OBJECTIVES ::
(1) Reproduce the lstopo guide between "are the 10 cores" and "created from hyperthreading.", inclusive, switching "package" to "socket".
(2) Proceed with the lstopo guide, writing on from its last sentence.

PROVIDED PASSAGE ::
((

How to Read lstopo and a PCIe Overview

The first time I looked at lstopo, I found the output rather overwhelming so I wrote this guide to break down what I was looking at.

Subject Platform

Dell R840

Package

The word package is synonymous with the word socket. In the R840's case there are four separate, physical, sockets.

Caches (LXi, LXd, and L3)

This in particular confused me at first as the nomenclature is specific to your architecture (ex: Intel or AMD). Here you see three caches LXi, LXd, and L3. Li refers to an instruction cache, Ld refers to a data cache, and L3 is a mixed cache including data and instructions. In the Intel architecture the first couple of levels may be dedicated to data or instruction caches but higher levels are mixed.

Cores

It helps here to look at the output of lscpu

[root@r8402 ~]# lscpu
Architecture:        x86_64
CPU op-mode(s):      32-bit, 64-bit
Byte Order:          Little Endian
CPU(s):              80
On-line CPU(s) list: 0-79
Thread(s) per core:  2
Core(s) per socket:  10
Socket(s):           4
NUMA node(s):        4
Vendor ID:           GenuineIntel
BIOS Vendor ID:      Intel
CPU family:          6
Model:               85
Model name:          Intel(R) Xeon(R) Gold 5215 CPU @ 2.50GHz
BIOS Model name:     Intel(R) Xeon(R) Gold 5215 CPU @ 2.50GHz
Stepping:            7
CPU MHz:             2643.471
CPU max MHz:         3400.0000
CPU min MHz:         1000.0000
BogoMIPS:            5000.00
Virtualization:      VT-x
L1d cache:           32K
L1i cache:           32K
L2 cache:            1024K
L3 cache:            14080K
NUMA node0 CPU(s):   0,4,8,12,16,20,24,28,32,36,40,44,48,52,56,60,64,68,72,76
NUMA node1 CPU(s):   1,5,9,13,17,21,25,29,33,37,41,45,49,53,57,61,65,69,73,77
NUMA node2 CPU(s):   2,6,10,14,18,22,26,30,34,38,42,46,50,54,58,62,66,70,74,78
NUMA node3 CPU(s):   3,7,11,15,19,23,27,31,35,39,43,47,51,55,59,63,67,71,75,79

First we need to understand a bit about computer architecture. In modern servers, you have the physical processors, cores within those processors, and finally logical cores (due to HyperThreading in Intel architectures ar Simultaneous Multi-Threading [SMT] in AMD architectures). AS you can see from the output of lscpu, in my server, each processor has 10 cores and each of those cores, due to hyperthreading, has 20 logical cores (as indicated by the NUMA node field). What you are seeing in this part:

are the 10 cores in each proc. Notice that the numbers are in ascending order starting with package L#0 which has cores 0-9, then L#1 has 10-19, on up to 39 in package L#3. Also notice that the output omits some of the procs for space reasons and simply says "10x total" to indicate that there are actually 10 procs total.

You can see that each individual core:

Further has PU L#0 and PU L#1. These refer to the two aforementioned logacl cores created from hyperthreading.

))

DATA EXTRACT ::
((

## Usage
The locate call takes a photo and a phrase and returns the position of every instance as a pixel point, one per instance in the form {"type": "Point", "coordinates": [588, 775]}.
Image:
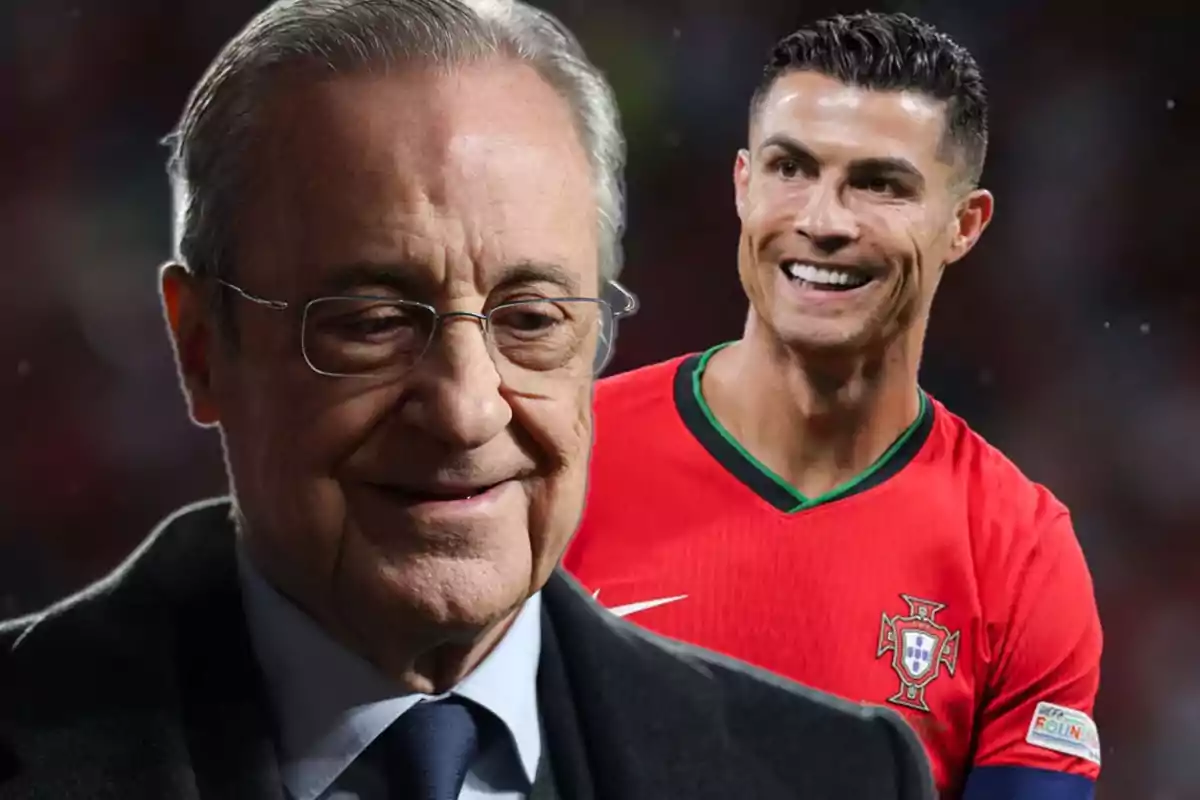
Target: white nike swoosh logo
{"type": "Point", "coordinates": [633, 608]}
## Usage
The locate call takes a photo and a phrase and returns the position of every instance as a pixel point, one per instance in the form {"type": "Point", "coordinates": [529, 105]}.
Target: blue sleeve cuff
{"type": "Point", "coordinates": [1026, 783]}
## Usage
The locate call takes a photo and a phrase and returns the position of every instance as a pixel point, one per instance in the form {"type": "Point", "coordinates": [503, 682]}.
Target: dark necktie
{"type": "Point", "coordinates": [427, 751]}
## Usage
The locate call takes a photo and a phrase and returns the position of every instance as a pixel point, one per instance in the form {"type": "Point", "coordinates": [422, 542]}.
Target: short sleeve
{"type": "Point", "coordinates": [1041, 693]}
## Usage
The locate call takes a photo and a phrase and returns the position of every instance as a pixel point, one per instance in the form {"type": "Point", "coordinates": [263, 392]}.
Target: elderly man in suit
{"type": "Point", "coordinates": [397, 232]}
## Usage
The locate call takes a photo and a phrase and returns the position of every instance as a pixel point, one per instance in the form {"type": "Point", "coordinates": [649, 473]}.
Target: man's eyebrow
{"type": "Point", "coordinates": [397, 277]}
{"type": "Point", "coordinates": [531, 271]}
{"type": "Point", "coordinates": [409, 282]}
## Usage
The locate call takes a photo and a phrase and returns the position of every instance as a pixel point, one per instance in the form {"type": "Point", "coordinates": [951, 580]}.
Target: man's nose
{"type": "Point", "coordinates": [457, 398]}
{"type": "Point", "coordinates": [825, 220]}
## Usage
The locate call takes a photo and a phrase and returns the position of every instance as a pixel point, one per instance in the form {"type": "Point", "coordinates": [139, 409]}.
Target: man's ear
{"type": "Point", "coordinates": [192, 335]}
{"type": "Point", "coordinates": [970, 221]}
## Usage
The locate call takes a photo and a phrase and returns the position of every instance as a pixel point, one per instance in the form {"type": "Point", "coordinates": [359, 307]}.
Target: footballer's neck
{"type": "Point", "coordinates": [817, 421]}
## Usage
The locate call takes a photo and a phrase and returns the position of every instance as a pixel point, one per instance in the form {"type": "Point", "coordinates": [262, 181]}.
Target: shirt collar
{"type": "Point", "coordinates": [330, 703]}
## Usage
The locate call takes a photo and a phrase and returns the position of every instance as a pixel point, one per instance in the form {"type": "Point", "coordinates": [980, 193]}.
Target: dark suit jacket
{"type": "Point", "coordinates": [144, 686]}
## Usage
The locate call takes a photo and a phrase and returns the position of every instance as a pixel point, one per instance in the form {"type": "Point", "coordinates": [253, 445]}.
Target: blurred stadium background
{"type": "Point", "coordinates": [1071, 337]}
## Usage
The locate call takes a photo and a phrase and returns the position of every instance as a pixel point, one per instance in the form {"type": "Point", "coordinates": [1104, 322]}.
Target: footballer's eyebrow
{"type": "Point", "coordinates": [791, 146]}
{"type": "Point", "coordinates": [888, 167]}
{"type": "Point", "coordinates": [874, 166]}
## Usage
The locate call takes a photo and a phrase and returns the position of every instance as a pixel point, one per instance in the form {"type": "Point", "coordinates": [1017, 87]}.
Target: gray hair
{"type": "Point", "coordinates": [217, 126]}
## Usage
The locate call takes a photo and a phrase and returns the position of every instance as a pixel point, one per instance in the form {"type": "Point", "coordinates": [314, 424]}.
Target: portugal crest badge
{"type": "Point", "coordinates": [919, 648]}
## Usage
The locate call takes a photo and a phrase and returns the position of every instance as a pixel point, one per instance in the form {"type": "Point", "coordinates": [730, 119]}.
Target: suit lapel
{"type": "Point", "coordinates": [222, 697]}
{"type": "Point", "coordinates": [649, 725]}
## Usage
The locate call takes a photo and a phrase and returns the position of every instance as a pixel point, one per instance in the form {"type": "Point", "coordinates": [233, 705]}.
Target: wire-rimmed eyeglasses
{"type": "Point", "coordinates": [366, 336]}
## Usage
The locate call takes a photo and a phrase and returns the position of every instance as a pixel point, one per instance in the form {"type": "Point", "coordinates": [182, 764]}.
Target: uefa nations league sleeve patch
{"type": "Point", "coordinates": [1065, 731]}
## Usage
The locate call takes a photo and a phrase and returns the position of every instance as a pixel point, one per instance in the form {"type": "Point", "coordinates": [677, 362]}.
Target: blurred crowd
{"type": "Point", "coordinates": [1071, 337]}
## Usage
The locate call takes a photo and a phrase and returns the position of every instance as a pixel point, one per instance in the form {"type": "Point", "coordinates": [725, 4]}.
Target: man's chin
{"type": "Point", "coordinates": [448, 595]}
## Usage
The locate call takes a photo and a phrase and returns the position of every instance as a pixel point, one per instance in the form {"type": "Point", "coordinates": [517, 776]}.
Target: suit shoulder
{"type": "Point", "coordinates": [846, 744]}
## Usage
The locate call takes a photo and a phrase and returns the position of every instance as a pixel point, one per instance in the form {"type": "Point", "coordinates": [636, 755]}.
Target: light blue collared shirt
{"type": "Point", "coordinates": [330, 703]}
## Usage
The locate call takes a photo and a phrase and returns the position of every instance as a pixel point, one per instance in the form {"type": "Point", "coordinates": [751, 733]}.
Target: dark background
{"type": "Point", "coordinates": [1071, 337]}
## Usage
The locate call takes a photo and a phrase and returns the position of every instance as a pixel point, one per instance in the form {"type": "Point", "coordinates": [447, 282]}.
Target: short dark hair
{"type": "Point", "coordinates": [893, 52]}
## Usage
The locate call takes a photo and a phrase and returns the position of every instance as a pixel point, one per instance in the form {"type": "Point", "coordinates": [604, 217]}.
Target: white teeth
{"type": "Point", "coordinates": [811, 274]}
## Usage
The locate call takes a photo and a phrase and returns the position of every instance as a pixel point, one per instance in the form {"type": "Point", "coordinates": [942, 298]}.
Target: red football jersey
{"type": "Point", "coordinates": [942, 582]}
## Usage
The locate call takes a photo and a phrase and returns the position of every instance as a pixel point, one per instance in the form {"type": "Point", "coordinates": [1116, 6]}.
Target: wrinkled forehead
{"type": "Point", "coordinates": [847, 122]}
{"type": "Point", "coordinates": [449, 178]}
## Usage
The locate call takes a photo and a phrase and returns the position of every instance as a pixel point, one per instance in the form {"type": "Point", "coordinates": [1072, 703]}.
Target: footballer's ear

))

TASK-BY-TASK ANSWERS ::
(1)
are the 10 cores in each proc. Notice that the numbers are in ascending order starting with socket L#0 which has cores 0-9, then L#1 has 10-19, on up to 39 in socket L#3. Also notice that the output omits some of the procs for space reasons and simply says "10x total" to indicate that there are actually 10 procs total.

You can see that each individual core:

Further has PU L#0 and PU L#1. These refer to the two aforementioned logacl cores created from hyperthreading.

(2)
NUMA Nodes

Perhaps more confusing are the smaller numbers. In package L#0 we see P#0, P#4, P#36, P#40, P#44, and P#76 actually drawn. As other posts have mentioned, these correspond to the various NUMA Nodes. As mentioned in Wikipedia, modern architectures use some sort of cache coherent NUMA (ccNUMA). The subject can be quite complicated but a simple explanation is this: we want memory access to be faster. The best way to do this is to literally put the memory closer to the processor. NUMA nodes do this by directly attaching processors to some part of memory. The smaller numbers indicate the logical cores created by HyperThreading. From the output of lscpu you can see that all the logical processes shown in package L#0:

are included in NUMA node 0. You may also notice at the top it says NUMANode L#0 P#0 (45GB). This refers to the fact that NUMA node 0 has direct access to 1/4 of the total memory or 45GB. We can confirm this by looking at cat /proc/meminfo:

[root@r8402 ~]# cat /proc/meminfo
MemTotal:       196207488 kB
MemFree:        191452708 kB
MemAvailable:   191700740 kB
...SNIP...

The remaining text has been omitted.